Your objective: Gather every line in the material below that contains the word "tree" and copy each one in full. Case counts.

Listing:
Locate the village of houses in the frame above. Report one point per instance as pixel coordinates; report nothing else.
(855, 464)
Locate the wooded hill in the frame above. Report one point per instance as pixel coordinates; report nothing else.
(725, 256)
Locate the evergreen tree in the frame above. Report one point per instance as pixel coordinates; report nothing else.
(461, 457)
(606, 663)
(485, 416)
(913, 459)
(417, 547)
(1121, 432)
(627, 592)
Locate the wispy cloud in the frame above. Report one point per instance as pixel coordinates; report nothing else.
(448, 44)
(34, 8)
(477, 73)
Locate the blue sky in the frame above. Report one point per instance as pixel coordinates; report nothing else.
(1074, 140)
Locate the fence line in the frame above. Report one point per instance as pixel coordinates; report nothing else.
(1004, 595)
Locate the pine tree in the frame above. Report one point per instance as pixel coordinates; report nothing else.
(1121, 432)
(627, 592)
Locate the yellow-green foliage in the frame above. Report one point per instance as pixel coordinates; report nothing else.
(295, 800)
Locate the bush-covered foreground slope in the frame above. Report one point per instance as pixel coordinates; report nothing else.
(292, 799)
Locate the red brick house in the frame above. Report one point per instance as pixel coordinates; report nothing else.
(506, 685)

==

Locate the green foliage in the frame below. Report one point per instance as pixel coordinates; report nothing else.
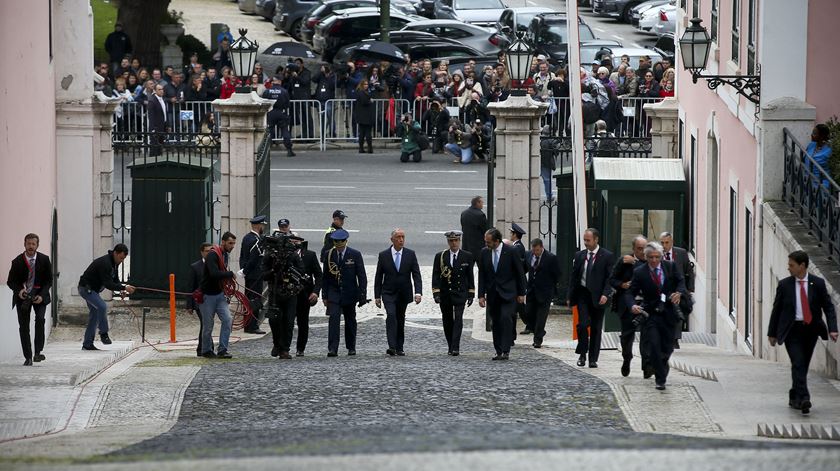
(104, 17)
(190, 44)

Reply to the exercise:
Locate the evergreen tree in the frame above. Report one point per instance as pixel coordinates; report nothing else.
Locate the pine tree in the frame above. Report one point per instance as pixel coordinates; report nothing else.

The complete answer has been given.